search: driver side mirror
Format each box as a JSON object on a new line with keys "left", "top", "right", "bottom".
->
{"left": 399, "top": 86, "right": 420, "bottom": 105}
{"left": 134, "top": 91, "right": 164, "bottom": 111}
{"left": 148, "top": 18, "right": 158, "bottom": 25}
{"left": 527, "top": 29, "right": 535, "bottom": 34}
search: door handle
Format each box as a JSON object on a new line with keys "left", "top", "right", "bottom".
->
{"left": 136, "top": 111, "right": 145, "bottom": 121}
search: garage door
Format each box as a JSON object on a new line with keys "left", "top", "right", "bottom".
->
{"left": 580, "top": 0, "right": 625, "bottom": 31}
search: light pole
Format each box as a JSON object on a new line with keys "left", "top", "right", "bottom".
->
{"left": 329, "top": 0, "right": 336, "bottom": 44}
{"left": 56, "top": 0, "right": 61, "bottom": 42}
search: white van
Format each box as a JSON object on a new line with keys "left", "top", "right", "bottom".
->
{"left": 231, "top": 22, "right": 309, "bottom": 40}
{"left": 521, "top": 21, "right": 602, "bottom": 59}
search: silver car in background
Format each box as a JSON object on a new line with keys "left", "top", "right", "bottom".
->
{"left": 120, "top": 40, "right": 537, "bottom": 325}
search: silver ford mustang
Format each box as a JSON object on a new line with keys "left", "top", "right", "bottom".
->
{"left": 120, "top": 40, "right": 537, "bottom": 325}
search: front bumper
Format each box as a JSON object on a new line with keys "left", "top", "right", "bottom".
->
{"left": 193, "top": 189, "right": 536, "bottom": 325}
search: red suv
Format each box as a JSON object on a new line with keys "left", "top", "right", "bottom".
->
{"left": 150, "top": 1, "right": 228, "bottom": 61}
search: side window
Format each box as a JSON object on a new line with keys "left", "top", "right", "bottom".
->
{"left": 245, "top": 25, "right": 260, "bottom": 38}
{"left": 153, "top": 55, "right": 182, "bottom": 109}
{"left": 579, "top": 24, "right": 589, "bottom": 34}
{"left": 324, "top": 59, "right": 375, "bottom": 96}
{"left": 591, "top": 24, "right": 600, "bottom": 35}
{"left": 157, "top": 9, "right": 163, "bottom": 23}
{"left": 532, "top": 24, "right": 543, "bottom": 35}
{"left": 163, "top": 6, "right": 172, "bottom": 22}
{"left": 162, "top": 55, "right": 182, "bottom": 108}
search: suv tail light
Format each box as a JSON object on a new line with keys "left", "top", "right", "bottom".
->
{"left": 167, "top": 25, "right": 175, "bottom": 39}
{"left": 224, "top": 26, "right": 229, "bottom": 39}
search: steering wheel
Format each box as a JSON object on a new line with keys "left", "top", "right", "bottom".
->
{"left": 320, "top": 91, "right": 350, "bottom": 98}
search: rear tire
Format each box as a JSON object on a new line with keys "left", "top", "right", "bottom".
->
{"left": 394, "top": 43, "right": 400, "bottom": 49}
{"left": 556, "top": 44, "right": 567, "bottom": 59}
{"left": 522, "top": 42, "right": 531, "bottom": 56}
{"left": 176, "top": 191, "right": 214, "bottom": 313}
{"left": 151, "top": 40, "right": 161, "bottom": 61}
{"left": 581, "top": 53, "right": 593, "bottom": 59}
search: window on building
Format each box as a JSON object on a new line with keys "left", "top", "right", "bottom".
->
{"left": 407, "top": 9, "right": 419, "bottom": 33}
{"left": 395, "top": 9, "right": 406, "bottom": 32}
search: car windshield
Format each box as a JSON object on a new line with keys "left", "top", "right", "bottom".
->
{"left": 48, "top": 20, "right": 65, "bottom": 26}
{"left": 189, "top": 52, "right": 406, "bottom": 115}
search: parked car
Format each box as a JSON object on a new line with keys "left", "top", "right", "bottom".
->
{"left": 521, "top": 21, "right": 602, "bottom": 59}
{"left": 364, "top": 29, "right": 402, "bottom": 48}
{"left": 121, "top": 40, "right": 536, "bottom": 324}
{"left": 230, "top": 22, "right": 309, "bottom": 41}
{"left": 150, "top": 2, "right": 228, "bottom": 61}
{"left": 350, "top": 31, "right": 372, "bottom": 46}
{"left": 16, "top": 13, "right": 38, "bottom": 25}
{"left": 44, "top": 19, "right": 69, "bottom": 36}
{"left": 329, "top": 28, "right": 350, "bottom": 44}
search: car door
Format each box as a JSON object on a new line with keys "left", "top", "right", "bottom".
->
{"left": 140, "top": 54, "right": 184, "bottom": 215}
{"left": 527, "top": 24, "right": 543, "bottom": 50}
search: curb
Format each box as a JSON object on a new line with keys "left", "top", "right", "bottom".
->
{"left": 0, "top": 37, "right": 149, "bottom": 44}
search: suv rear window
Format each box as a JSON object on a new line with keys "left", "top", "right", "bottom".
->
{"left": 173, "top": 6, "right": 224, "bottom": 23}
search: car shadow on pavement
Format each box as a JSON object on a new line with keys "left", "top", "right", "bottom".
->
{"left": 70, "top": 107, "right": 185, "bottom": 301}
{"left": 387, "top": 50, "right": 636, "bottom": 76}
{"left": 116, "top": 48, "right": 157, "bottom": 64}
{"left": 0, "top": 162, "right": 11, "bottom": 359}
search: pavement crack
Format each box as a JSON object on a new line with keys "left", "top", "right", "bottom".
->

══════

TASK GOAL:
A faithful transcription of all the material is what this exercise calls for.

TASK ANSWER:
search: driver side mirror
Format each box as a JSON object on a new line with keys "left", "top", "right", "bottom".
->
{"left": 399, "top": 86, "right": 420, "bottom": 105}
{"left": 134, "top": 91, "right": 164, "bottom": 111}
{"left": 148, "top": 18, "right": 158, "bottom": 25}
{"left": 527, "top": 29, "right": 535, "bottom": 34}
search: door handle
Format each box as a JSON object on a new line with keys "left", "top", "right", "bottom".
->
{"left": 136, "top": 111, "right": 145, "bottom": 121}
search: garage door
Format each box as a JSON object on a new line with keys "left", "top", "right", "bottom".
->
{"left": 580, "top": 0, "right": 625, "bottom": 31}
search: light pole
Format each box as a JSON object on a new line with keys "left", "top", "right", "bottom".
->
{"left": 329, "top": 0, "right": 336, "bottom": 44}
{"left": 56, "top": 0, "right": 61, "bottom": 42}
search: white van
Format each box as a JSON object on a new line with keys "left", "top", "right", "bottom".
->
{"left": 231, "top": 22, "right": 309, "bottom": 40}
{"left": 521, "top": 21, "right": 602, "bottom": 59}
search: silver car in background
Format each box as a JSON object on a new line with keys "left", "top", "right", "bottom".
->
{"left": 120, "top": 40, "right": 537, "bottom": 325}
search: silver ford mustang
Format each box as a JSON object on a new line with keys "left", "top", "right", "bottom".
->
{"left": 120, "top": 40, "right": 537, "bottom": 325}
search: front bumper
Format each box as a JSON object on a new line with keys "left", "top", "right", "bottom".
->
{"left": 193, "top": 189, "right": 536, "bottom": 325}
search: red suv
Format each box as a JSON object on a new line with keys "left", "top", "right", "bottom".
->
{"left": 150, "top": 1, "right": 228, "bottom": 61}
search: side window
Format each box as a JSON object on a new line with keys "left", "top", "right", "bottom".
->
{"left": 245, "top": 25, "right": 260, "bottom": 38}
{"left": 153, "top": 55, "right": 182, "bottom": 109}
{"left": 579, "top": 24, "right": 589, "bottom": 34}
{"left": 324, "top": 59, "right": 375, "bottom": 96}
{"left": 591, "top": 24, "right": 600, "bottom": 35}
{"left": 157, "top": 9, "right": 163, "bottom": 23}
{"left": 532, "top": 24, "right": 543, "bottom": 35}
{"left": 163, "top": 6, "right": 172, "bottom": 22}
{"left": 162, "top": 55, "right": 182, "bottom": 108}
search: suv tail light
Format each box as a JSON object on a new line with keys "left", "top", "right", "bottom".
->
{"left": 167, "top": 25, "right": 175, "bottom": 39}
{"left": 224, "top": 26, "right": 229, "bottom": 39}
search: steering wheel
Format each box as a JSON object on a new line with keys "left", "top", "right", "bottom".
->
{"left": 320, "top": 91, "right": 350, "bottom": 98}
search: rear tire
Format each box as a JSON object on a new line with keys "left", "top", "right", "bottom".
->
{"left": 394, "top": 43, "right": 400, "bottom": 49}
{"left": 556, "top": 44, "right": 567, "bottom": 59}
{"left": 522, "top": 42, "right": 531, "bottom": 56}
{"left": 176, "top": 191, "right": 214, "bottom": 313}
{"left": 151, "top": 40, "right": 161, "bottom": 61}
{"left": 581, "top": 53, "right": 593, "bottom": 59}
search: window on building
Format each box as a JSON object on a new line with keys "left", "top", "right", "bottom".
->
{"left": 407, "top": 9, "right": 419, "bottom": 33}
{"left": 395, "top": 9, "right": 406, "bottom": 32}
search: car windshield
Format each box as a JSON object on a new line with keys "left", "top", "right", "bottom".
->
{"left": 48, "top": 20, "right": 65, "bottom": 26}
{"left": 189, "top": 52, "right": 406, "bottom": 115}
search: parked car
Format each box as a JSON object on a new line with keys "left", "top", "right", "bottom".
->
{"left": 521, "top": 21, "right": 602, "bottom": 59}
{"left": 364, "top": 29, "right": 402, "bottom": 48}
{"left": 121, "top": 40, "right": 536, "bottom": 324}
{"left": 230, "top": 22, "right": 309, "bottom": 41}
{"left": 150, "top": 2, "right": 228, "bottom": 61}
{"left": 350, "top": 31, "right": 372, "bottom": 46}
{"left": 16, "top": 13, "right": 38, "bottom": 25}
{"left": 44, "top": 19, "right": 69, "bottom": 36}
{"left": 329, "top": 28, "right": 350, "bottom": 44}
search: car door
Format each box as a JSON object on a new line with keys "left", "top", "right", "bottom".
->
{"left": 140, "top": 54, "right": 184, "bottom": 215}
{"left": 527, "top": 24, "right": 543, "bottom": 50}
search: curb
Format each box as a JSON object on a new line with keys "left", "top", "right", "bottom".
->
{"left": 0, "top": 37, "right": 149, "bottom": 44}
search: suv rear window
Format each box as a JSON object on a new line with keys "left", "top", "right", "bottom".
->
{"left": 173, "top": 6, "right": 224, "bottom": 23}
search: car shadow on pavement
Format each box as a JSON object on a new line with keys "left", "top", "right", "bottom".
->
{"left": 70, "top": 107, "right": 185, "bottom": 301}
{"left": 387, "top": 50, "right": 636, "bottom": 76}
{"left": 116, "top": 48, "right": 157, "bottom": 64}
{"left": 0, "top": 162, "right": 11, "bottom": 359}
search: pavement crack
Format each box as a JSON object on a new line with keys "left", "top", "right", "bottom".
->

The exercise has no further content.